## What is asked
1) Check statements (a), (b), and (c) against the passage on the al-Bihani detention ruling. For each, answer yes or no and quote the words that decide it.
(a) All nine judges of the DC Circuit turned down Mr. Bihani's request for a rehearing.
(b) All nine judges joined the note calling the international law discussion irrelevant.
(c) Stephen I. Vladeck filed a brief urging the court not to rehear the case.
2) Answer these questions using the passage on the al-Bihani detention ruling:
(a) At which university is Stephen I. Vladeck a law professor?
(b) How long was the note issued by the judges?
(c) In which month was the earlier ruling in the case issued?
## Start Page extract
Charlie Savage noted an interesting part of yesterday’s DC Circuit ruling upholding the detention of Ghaleb Nassar al-Bihani: it explicitly disagreed with earlier assertions made by Janice Rogers Brown and Brett Kavanaugh that international law could not bind presidential authority.

On Tuesday, all nine judges on United States Court of Appeals for the District of Columbia Circuit rejected a request by Mr. Bihani to rehear his case. But seven of the nine judges issued an unusual one-paragraph note saying that they viewed Judge Brown’s and Judge Kavanaugh’s discussion of international law as irrelevant to deciding Mr. Bihani’s fate.

Stephen I. Vladeck, an American University law professor who filed a friend-of-the-court brief asking the court to rehear the case, said the note amounted to a nullification of the more sweeping parts of the January ruling without the court bothering to rehear it. The paragraph, he said, tells the world that the section of the January ruling about international law should be treated like what lawyers call “dicta” — editorializing about issues that are not necessary to decide the matter at hand, which has little controlling authority for other cases.

“They’ve basically removed the single biggest complaint people had with that opinion,” Mr. Vladeck said. “They said, ‘We don’t think we need to rehear the whole case just to limit the opinion — we can just say it, and going forward this is how we understand it.’ That matters a lot.”

Click through to read about Rogers Brown and Kavanaugh’s whiny response.

So the lesson here? The Court upholds the government’s claim it needs to hold Osama bin Laden’s cooks like Bihani in custody to keep us all safe. But it does so on the logic that holding cooks is accepted under the rules of war.
## End Page extract
## Start Data extract
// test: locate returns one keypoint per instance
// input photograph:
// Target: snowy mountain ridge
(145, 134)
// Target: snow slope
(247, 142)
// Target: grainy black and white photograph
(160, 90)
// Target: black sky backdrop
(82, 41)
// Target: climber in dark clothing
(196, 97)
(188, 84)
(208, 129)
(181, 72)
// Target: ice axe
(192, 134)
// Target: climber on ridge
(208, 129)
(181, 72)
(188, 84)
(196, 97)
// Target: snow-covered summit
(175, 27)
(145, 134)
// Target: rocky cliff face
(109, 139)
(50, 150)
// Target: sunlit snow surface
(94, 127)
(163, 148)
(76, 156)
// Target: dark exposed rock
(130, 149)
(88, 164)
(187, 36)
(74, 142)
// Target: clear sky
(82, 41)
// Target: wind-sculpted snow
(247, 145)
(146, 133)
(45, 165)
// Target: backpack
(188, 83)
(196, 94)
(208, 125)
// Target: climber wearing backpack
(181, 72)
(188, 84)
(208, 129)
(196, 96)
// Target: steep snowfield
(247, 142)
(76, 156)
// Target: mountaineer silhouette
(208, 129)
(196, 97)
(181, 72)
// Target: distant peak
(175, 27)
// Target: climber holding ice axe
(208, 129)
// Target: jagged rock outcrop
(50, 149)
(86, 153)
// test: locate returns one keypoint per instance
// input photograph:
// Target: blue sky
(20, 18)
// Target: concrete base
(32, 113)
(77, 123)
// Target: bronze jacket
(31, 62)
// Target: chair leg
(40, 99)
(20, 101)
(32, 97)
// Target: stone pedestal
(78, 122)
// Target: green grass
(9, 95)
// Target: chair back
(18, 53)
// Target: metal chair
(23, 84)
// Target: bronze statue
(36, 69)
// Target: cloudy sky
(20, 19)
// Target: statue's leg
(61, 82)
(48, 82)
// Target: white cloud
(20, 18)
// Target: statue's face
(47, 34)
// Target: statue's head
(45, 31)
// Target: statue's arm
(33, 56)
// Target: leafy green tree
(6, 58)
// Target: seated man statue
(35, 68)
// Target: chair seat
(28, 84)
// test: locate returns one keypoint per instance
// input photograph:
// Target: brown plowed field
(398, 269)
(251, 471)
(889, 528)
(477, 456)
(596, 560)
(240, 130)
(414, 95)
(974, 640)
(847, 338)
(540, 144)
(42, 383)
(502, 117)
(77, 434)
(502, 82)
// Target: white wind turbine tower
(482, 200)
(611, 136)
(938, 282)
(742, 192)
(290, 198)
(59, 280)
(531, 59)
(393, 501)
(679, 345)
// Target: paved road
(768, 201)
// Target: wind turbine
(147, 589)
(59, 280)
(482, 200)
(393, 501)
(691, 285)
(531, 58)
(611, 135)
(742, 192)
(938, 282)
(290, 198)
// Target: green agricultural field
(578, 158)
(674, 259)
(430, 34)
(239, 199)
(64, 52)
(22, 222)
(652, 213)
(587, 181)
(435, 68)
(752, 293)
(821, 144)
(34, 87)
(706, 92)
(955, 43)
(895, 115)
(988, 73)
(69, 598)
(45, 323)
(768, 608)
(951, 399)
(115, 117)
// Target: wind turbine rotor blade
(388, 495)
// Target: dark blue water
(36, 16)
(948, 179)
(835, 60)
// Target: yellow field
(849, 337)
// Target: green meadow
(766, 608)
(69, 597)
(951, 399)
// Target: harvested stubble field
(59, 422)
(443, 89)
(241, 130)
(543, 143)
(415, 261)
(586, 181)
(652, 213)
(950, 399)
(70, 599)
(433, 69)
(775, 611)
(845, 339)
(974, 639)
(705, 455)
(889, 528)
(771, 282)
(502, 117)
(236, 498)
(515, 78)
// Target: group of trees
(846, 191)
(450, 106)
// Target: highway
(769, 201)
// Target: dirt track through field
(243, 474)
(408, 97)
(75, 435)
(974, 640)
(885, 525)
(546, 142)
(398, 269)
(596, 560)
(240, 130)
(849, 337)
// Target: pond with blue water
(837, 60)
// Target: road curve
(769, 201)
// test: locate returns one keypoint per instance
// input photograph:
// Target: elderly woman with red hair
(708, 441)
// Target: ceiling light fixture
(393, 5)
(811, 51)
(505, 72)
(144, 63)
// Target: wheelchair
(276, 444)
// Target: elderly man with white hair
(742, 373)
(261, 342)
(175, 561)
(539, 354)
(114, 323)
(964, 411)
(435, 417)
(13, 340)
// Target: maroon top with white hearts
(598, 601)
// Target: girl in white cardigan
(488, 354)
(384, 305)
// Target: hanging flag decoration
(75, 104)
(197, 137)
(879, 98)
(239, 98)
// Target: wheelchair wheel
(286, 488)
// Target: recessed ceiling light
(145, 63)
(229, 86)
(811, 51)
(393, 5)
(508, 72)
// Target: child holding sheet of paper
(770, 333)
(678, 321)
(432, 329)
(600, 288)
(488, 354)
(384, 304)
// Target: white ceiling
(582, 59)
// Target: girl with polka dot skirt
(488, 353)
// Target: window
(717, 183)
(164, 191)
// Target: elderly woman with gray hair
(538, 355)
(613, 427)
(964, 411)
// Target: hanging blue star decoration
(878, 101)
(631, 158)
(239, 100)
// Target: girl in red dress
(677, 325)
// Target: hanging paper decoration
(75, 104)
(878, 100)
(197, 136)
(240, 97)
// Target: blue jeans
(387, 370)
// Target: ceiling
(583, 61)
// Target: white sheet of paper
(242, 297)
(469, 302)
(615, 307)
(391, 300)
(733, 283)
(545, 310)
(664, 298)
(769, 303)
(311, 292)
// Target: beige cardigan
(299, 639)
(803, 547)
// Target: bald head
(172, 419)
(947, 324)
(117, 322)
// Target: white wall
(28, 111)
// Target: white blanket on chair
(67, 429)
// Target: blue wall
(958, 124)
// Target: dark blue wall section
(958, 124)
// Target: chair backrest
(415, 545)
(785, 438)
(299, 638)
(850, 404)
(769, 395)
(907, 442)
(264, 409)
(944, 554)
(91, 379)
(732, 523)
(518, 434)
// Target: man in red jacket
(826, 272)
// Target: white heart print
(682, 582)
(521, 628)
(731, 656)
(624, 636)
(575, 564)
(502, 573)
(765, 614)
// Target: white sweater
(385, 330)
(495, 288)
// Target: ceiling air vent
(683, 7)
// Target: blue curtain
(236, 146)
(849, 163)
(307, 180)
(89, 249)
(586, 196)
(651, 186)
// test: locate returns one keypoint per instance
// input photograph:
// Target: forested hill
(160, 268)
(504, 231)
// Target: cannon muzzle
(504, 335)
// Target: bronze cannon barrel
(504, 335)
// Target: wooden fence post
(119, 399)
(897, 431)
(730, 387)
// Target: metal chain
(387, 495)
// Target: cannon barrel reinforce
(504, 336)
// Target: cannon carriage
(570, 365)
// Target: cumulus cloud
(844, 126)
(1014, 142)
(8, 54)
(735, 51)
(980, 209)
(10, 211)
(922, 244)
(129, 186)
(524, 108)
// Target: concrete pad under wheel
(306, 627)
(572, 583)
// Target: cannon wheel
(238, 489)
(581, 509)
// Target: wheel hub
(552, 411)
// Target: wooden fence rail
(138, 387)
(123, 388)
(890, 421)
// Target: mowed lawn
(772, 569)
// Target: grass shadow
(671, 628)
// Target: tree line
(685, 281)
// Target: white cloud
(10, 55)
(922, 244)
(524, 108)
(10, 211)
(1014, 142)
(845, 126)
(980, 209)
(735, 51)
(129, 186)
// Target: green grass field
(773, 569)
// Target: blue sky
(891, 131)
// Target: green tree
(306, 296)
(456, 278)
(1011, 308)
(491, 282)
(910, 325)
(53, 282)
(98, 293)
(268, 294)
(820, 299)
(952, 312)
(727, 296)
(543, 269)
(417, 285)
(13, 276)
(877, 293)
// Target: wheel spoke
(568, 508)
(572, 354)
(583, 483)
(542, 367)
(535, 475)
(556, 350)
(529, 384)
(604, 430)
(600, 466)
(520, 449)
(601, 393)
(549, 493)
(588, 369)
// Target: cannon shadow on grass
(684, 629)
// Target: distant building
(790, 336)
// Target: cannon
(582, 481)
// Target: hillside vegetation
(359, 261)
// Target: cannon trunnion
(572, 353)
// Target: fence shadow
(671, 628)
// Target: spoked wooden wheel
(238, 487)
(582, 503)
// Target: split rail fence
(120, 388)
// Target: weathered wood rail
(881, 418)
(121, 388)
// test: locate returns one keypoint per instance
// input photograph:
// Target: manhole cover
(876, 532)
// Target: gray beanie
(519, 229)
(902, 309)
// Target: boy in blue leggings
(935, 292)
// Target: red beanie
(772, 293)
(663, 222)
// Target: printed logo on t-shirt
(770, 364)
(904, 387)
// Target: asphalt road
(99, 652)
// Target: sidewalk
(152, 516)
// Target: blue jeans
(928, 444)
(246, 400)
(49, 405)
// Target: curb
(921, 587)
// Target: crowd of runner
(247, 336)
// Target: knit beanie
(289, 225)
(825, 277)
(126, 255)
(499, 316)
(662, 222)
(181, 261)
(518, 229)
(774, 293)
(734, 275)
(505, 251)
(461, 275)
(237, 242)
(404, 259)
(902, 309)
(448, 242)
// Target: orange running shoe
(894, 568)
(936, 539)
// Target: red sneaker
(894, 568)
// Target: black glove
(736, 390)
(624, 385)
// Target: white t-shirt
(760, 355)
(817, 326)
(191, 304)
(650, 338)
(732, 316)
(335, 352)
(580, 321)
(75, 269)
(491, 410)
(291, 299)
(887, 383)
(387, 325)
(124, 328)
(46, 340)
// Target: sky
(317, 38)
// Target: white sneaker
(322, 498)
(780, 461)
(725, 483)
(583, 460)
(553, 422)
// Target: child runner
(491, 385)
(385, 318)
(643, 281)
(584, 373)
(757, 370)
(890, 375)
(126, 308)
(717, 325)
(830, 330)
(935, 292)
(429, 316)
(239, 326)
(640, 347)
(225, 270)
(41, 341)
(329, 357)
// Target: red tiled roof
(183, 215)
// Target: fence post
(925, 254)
## End Data extract
## Final results
1)
(a) Yes: "all nine judges on United States Court of Appeals for the District of Columbia Circuit rejected a request by Mr. Bihani to rehear his case."
(b) No: "seven of the nine judges issued an unusual one-paragraph note"
(c) No: "filed a friend-of-the-court brief asking the court to rehear the case"

2)
(a) American University
(b) One paragraph
(c) January